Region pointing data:
______
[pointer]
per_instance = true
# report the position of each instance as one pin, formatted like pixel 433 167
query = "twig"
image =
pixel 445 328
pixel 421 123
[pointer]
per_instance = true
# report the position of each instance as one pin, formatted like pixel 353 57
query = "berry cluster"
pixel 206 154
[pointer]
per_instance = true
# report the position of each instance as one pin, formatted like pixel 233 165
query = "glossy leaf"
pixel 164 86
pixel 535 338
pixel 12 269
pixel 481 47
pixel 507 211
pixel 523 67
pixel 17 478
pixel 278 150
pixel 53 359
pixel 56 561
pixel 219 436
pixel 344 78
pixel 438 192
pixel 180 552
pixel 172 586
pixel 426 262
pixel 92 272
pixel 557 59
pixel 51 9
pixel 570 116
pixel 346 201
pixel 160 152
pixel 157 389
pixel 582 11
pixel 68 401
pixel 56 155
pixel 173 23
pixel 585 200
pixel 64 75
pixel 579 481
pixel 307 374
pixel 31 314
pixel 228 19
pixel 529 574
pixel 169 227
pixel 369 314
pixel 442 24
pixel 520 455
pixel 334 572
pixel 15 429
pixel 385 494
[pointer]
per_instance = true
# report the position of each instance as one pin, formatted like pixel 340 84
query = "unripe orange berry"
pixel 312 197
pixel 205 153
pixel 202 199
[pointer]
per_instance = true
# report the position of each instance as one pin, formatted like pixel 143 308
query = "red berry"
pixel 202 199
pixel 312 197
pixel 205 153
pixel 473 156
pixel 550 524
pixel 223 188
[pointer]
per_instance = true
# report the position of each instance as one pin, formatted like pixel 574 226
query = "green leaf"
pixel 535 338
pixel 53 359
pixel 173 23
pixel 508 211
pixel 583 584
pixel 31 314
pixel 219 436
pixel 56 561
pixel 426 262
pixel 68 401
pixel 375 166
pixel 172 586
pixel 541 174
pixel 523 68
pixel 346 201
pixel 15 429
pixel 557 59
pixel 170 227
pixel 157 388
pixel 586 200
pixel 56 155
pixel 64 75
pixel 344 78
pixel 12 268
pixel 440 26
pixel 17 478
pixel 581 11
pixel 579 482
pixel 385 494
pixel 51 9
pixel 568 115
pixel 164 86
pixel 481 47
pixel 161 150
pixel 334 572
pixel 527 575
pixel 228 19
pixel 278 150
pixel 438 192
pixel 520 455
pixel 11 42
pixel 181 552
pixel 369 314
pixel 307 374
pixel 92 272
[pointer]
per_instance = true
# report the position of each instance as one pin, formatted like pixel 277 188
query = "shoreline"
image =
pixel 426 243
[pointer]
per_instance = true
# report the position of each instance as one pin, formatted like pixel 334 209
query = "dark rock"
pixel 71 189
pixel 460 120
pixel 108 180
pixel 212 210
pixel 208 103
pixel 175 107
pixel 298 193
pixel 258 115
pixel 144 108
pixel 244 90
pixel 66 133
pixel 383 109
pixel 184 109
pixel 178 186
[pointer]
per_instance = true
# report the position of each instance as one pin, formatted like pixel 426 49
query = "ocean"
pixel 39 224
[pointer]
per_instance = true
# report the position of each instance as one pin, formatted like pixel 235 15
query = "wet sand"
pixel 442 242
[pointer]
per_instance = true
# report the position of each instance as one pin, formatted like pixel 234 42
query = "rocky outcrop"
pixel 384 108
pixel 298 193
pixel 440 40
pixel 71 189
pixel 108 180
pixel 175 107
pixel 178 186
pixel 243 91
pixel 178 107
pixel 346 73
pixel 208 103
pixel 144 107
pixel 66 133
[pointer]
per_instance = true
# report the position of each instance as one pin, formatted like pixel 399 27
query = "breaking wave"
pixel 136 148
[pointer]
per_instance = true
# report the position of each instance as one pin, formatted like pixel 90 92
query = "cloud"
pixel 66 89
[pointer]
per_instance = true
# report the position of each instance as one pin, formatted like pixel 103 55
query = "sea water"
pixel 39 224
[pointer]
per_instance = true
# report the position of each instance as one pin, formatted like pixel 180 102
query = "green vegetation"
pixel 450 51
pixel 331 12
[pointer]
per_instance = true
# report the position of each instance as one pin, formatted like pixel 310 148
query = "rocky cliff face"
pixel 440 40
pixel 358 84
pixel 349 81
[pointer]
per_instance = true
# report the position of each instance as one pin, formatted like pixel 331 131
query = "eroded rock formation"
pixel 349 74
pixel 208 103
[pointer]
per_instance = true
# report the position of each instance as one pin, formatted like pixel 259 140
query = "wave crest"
______
§ PROBLEM DESCRIPTION: An exact copy of every entry above is the expected answer.

§ ANSWER FOR THIS EXERCISE:
[pointer]
per_instance = true
# report the position of each instance as one pin, formatted like pixel 433 167
query = "twig"
image =
pixel 445 328
pixel 421 123
[pointer]
per_instance = true
# report the position of each instance as one pin, formatted like pixel 353 57
query = "berry cluster"
pixel 206 154
[pointer]
per_instance = true
# report the position of each instance as one pin, formatted like pixel 233 165
query = "glossy leaf"
pixel 164 86
pixel 535 338
pixel 12 269
pixel 481 47
pixel 507 211
pixel 523 67
pixel 17 478
pixel 278 150
pixel 53 359
pixel 56 561
pixel 219 436
pixel 344 78
pixel 438 192
pixel 180 552
pixel 172 586
pixel 426 262
pixel 92 272
pixel 557 59
pixel 51 9
pixel 570 116
pixel 346 201
pixel 160 152
pixel 157 389
pixel 582 11
pixel 68 401
pixel 56 155
pixel 173 23
pixel 585 200
pixel 64 75
pixel 579 481
pixel 307 374
pixel 31 314
pixel 228 19
pixel 529 574
pixel 169 227
pixel 369 314
pixel 442 24
pixel 520 455
pixel 334 572
pixel 15 429
pixel 385 494
[pointer]
per_instance = true
# report the position of each instance as one pin, formatted like pixel 340 84
query = "unripe orange berry"
pixel 312 197
pixel 205 153
pixel 202 199
[pointer]
per_instance = true
# report the position of each instance as one pin, formatted like pixel 143 308
query = "red berry"
pixel 202 199
pixel 312 197
pixel 205 153
pixel 473 156
pixel 550 524
pixel 223 188
[pointer]
per_instance = true
# report the position of each instance as one pin, formatted like pixel 574 226
query = "green leaf"
pixel 535 338
pixel 53 359
pixel 173 23
pixel 508 211
pixel 583 584
pixel 31 314
pixel 219 436
pixel 56 561
pixel 426 262
pixel 68 401
pixel 375 166
pixel 172 586
pixel 541 174
pixel 523 68
pixel 346 201
pixel 15 429
pixel 557 59
pixel 170 227
pixel 157 388
pixel 586 200
pixel 56 155
pixel 64 75
pixel 344 78
pixel 12 268
pixel 440 26
pixel 17 478
pixel 581 11
pixel 579 482
pixel 385 494
pixel 51 9
pixel 568 115
pixel 164 86
pixel 481 47
pixel 161 150
pixel 334 572
pixel 527 575
pixel 228 19
pixel 278 150
pixel 438 192
pixel 520 455
pixel 11 42
pixel 181 552
pixel 369 314
pixel 307 374
pixel 92 272
[pointer]
per_instance = true
# report the position of each instance as one pin, formatted like pixel 277 188
query = "shoreline"
image =
pixel 426 243
[pointer]
per_instance = true
# report the position of each instance as one pin, formatted like pixel 334 209
query = "dark rock"
pixel 71 189
pixel 460 120
pixel 108 180
pixel 212 210
pixel 208 103
pixel 175 107
pixel 298 193
pixel 258 115
pixel 144 108
pixel 244 90
pixel 66 133
pixel 383 109
pixel 184 109
pixel 178 186
[pointer]
per_instance = true
# report the position of each instance as one pin, formatted like pixel 426 49
query = "ocean"
pixel 39 224
[pointer]
per_instance = true
# report the position of each instance as one pin, formatted like pixel 235 15
query = "wet sand"
pixel 442 242
[pointer]
per_instance = true
# report the position of each instance as one pin, formatted like pixel 234 42
query = "rocky outcrop"
pixel 384 108
pixel 298 193
pixel 440 40
pixel 71 189
pixel 108 180
pixel 175 107
pixel 178 186
pixel 243 91
pixel 178 107
pixel 346 73
pixel 208 103
pixel 144 107
pixel 66 133
[pointer]
per_instance = true
# report the position of each instance as one pin, formatted like pixel 399 27
query = "breaking wave"
pixel 136 148
[pointer]
per_instance = true
# report the position of each instance as one pin, formatted like pixel 90 92
query = "cloud"
pixel 66 89
[pointer]
per_instance = true
# report the position of each instance as one pin, formatted like pixel 103 55
query = "sea water"
pixel 39 224
[pointer]
per_instance = true
# report the position of each instance as one pin, formatted like pixel 180 102
query = "green vegetation"
pixel 450 51
pixel 331 12
[pointer]
per_instance = true
# report the position of each instance as one pin, formatted like pixel 310 148
query = "rocky cliff face"
pixel 440 40
pixel 358 84
pixel 349 81
[pointer]
per_instance = true
# report the position of each instance as one pin, formatted like pixel 331 131
query = "eroded rock formation"
pixel 349 74
pixel 208 103
[pointer]
per_instance = true
# report the position of each instance as one pin, formatted like pixel 259 140
query = "wave crest"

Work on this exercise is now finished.